• [Задание 1]
В каком возрасте, согласно интервью с Буковски, он начал писать?
• [Задание 2]
Воспроизведите без изменений фрагмент интервью с Буковски на участке от слов «Если подальше высунуться» до слов «Кто снимал?» включительно.
• [Задание 3]
Продолжите интервью с Буковски, начав сразу после последней приведенной реплики.

=== Исходный текст ===

Интервью: Солнце, вот он я - Чарльз Буковски 2 стр.


Если подальше высунуться в окно и вглядеться попристальней, увидишь свет в окнах Олдоса Хаксли выше по склону, где живут преуспевающие.

Вас не волнует, что Хаксли может плевать на вас с высоты?

О, это хороший вопрос. (Он нырнул в щель за складной кроватью и появился с двумя своими фотографиями.)

Кто снимал?

Подруга. Она умерла в прошлом году. О чем вы спрашивали?

Вас не волнует, что Хаксли может плевать на вас с высоты?

Я вообще о Хаксли не думал, но раз спросили — нет, не волнует.

Когда вы писать начали?

Когда мне стукнуло тридцать пять. Если учесть, что средний поэт начинает в шестнадцать, мне сейчас двадцать три.

Некоторые критики отмечали, что ваши работы откровенно автобиографичны. Ничего не хотите по этому поводу сказать?

Почти все работы. Девяносто девять из ста, если сотня наберется. А одну я выдумал. Я никогда не бывал в Бельгийском Конго.

Я помню одно стихотворение из вашей последней книги «Гонки с загнанными». Случайно не знаете фамилию и нынешний адрес девушки, которую вы упомянули в «Мелком позыве нажаловаться»?

Нет, это не конкретная девушка — это девушка составная, очень красивая, нейлоновая нога, эдакое существо — не вполне шлюха — из моей полупьяной ночи. Хотя на самом деле она существует, но не под одной фамилией.

Так разве говорят?.. Судя по всему, вас обычно определяют как старейшину поэтов-затворников.

=== Исходные данные ===

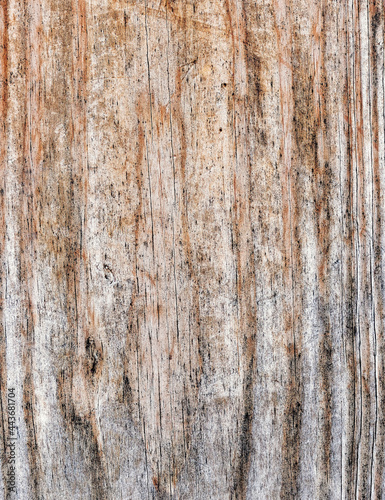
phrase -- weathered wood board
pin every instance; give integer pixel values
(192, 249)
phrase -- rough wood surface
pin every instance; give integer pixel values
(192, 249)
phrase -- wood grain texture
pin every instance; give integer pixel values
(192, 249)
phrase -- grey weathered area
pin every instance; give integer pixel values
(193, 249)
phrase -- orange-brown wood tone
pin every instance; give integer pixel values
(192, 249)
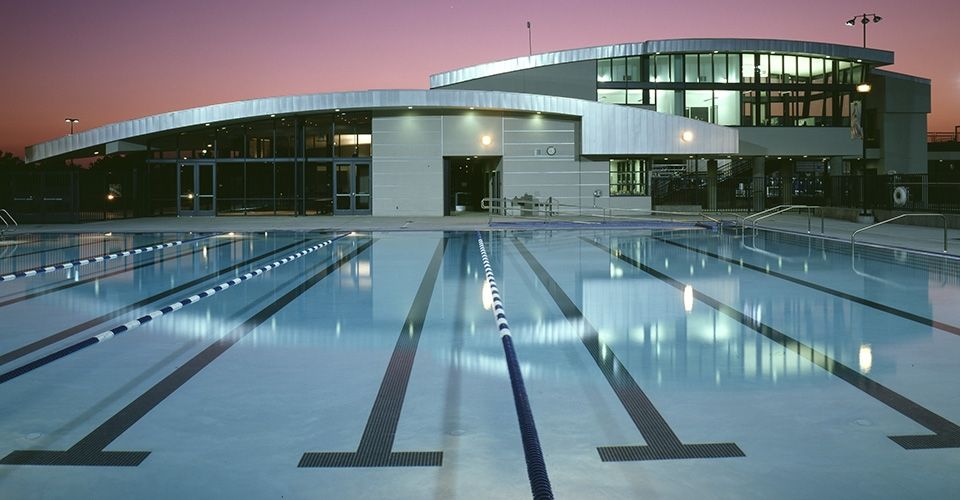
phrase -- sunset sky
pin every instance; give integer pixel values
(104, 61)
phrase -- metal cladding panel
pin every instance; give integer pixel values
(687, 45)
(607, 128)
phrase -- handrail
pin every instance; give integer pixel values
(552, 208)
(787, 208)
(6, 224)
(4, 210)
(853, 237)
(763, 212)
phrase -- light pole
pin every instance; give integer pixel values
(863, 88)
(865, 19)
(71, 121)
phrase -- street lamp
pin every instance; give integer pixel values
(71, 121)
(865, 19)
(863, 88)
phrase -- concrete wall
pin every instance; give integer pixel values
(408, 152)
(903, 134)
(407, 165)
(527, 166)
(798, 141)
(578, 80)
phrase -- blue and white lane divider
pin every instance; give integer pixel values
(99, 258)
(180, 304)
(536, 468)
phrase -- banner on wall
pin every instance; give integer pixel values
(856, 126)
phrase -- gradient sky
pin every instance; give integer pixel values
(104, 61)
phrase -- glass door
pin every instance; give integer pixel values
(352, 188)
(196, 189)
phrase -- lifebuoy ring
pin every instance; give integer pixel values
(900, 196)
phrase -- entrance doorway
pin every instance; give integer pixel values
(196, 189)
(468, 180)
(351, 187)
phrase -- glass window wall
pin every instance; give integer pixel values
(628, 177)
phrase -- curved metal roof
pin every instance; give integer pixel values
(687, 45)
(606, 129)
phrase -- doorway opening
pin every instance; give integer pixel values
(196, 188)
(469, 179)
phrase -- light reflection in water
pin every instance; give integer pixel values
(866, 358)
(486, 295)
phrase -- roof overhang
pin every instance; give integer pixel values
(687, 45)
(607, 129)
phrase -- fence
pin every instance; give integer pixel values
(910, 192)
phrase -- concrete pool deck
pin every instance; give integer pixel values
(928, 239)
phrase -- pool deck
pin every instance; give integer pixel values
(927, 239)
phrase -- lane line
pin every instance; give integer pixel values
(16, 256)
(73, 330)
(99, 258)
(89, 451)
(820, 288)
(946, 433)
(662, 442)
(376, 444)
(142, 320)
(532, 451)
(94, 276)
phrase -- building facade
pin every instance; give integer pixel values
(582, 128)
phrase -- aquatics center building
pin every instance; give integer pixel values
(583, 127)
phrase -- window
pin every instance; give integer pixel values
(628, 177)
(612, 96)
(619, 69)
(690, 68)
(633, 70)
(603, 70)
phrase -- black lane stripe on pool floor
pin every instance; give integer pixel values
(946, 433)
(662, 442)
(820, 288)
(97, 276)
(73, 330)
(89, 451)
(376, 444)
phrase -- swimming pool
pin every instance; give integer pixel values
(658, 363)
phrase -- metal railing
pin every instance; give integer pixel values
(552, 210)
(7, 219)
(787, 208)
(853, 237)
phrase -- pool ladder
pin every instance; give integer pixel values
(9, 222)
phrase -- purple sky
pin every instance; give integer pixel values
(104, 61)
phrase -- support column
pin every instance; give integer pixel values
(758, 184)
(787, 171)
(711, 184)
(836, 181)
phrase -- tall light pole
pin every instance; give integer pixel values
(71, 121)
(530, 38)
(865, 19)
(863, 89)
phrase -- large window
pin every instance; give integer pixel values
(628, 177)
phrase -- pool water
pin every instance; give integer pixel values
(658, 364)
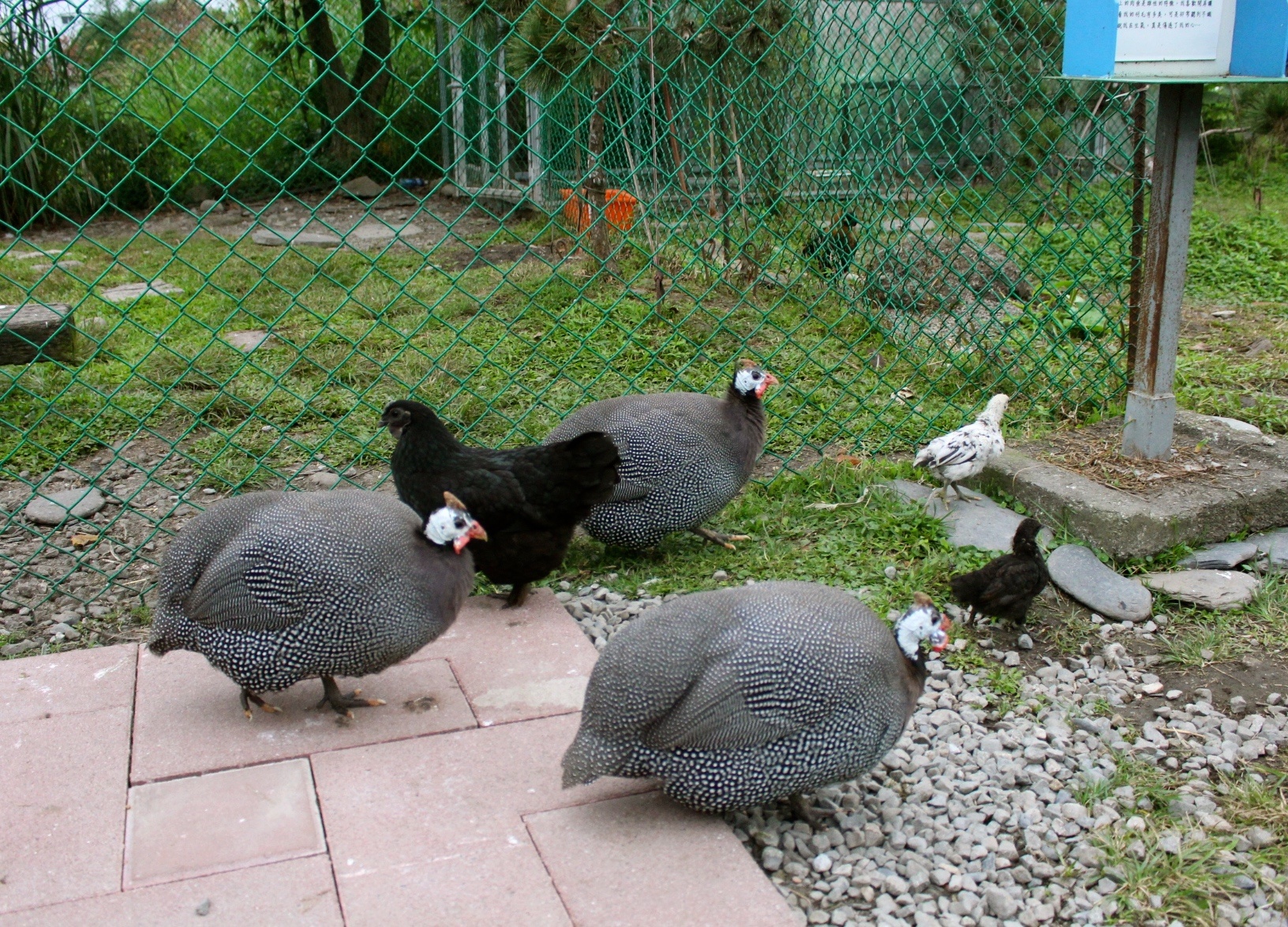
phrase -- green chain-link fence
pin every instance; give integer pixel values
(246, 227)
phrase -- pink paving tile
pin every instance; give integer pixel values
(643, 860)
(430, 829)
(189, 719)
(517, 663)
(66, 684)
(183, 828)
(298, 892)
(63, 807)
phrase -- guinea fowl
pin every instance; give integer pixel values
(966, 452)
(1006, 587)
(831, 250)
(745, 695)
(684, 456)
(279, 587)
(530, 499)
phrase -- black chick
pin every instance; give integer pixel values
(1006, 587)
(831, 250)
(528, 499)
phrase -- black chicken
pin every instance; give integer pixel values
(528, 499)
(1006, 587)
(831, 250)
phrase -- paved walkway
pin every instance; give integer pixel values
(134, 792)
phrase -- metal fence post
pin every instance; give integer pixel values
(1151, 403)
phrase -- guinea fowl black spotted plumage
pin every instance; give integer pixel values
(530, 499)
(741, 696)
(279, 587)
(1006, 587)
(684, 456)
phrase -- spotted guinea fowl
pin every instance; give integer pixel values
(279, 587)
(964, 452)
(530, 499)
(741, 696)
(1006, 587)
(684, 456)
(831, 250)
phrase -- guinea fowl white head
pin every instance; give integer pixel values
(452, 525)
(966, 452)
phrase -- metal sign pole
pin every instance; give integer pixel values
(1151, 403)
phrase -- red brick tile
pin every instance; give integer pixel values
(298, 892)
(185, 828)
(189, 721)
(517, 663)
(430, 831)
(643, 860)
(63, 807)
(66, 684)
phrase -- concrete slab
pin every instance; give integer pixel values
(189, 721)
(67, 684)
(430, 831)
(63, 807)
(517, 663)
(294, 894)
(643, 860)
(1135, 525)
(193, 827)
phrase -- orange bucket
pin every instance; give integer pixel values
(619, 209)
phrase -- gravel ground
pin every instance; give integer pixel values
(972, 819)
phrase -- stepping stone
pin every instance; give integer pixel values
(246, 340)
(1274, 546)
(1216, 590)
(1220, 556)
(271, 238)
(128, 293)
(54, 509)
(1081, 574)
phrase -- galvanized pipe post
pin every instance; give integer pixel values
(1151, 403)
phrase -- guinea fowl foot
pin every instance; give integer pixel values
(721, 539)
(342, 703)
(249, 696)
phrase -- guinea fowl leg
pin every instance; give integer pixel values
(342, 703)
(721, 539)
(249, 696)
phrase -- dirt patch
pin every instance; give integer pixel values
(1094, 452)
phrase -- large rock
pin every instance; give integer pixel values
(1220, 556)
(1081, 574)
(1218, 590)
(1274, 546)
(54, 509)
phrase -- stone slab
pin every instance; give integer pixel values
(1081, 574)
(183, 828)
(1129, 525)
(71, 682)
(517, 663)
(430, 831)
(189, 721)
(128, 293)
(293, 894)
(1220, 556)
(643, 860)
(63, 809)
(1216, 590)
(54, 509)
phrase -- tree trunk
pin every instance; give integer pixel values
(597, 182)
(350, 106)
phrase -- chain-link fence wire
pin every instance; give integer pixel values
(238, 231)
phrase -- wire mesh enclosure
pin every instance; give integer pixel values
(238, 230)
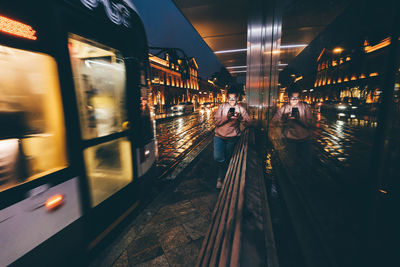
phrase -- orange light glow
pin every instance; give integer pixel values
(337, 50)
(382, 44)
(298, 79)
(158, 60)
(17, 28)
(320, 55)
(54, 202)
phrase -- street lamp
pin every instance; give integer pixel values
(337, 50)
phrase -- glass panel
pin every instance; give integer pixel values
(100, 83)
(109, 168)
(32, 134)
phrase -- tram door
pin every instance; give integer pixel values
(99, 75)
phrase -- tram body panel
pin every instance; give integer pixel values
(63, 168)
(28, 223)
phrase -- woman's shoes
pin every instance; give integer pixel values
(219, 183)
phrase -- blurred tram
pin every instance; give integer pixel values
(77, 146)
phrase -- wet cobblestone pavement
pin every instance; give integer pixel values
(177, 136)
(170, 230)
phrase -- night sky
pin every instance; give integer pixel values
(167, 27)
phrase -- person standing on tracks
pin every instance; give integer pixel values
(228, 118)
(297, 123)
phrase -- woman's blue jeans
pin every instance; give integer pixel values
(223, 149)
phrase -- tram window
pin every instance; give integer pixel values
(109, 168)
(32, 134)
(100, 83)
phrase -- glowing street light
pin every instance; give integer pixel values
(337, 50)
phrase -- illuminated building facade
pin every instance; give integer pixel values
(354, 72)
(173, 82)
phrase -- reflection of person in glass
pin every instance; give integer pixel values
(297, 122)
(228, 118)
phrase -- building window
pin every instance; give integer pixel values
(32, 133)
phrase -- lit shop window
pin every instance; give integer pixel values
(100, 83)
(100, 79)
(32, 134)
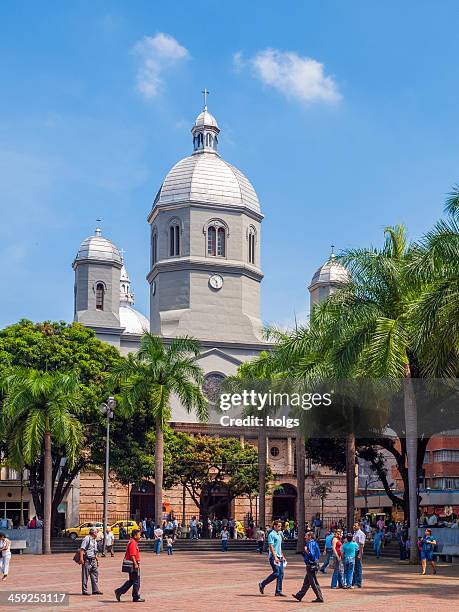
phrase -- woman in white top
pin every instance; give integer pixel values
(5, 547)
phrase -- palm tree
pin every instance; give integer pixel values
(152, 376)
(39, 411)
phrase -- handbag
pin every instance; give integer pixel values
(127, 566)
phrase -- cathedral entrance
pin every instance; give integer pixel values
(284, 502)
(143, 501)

===

• [Ответ к заданию 1]
В тридцать пять лет.

• [Ответ к заданию 2]
Если подальше высунуться в окно и вглядеться попристальней, увидишь свет в окнах Олдоса Хаксли выше по склону, где живут преуспевающие.

Вас не волнует, что Хаксли может плевать на вас с высоты?

О, это хороший вопрос. (Он нырнул в щель за складной кроватью и появился с двумя своими фотографиями.)

Кто снимал?

• [Ответ к заданию 3]
Не помню ни единого поэта-затворника, кроме покойного Джефферса. Остальным лишь бы нюнями друг друга обвесить да пообниматься. Сдается мне, что я последний затворник.

Почему вам не нравятся люди?

А кому они нравятся? Покажите мне такого, и я вам покажу, почему мне не нравятся люди. Точка. А мне тем временем нужно еще пива. (Он пошаркал в кухоньку, и следующий свой вопрос я проорал ему туда.)

А вот пошлый вопрос. Кто величайший поэт из живущих?

Это не пошло. Это трудно. Ну, у нас есть Эзра… Паунд и есть Т. С., но оба писать перестали. А из пишущих, я бы сказал… о, Ларри Айгнер.

Правда?

Да, я знаю, так еще никто не говорил. Но я больше никого придумать не могу.

Что вы думаете о поэтах-гомосексуалистах?

Гомосексуалисты хрупкие, скверная поэзия тоже хрупкая, а Гинзберг перетянул чашу весов так, что гомосексуальная поэзия стала крепкой, почти мужской; но в конечном итоге гомик останется гомиком, а не поэтом.

Обращаясь к вещам посерьезнее — как, по-вашему, повлиял Микки-Маус на Американское Воображение?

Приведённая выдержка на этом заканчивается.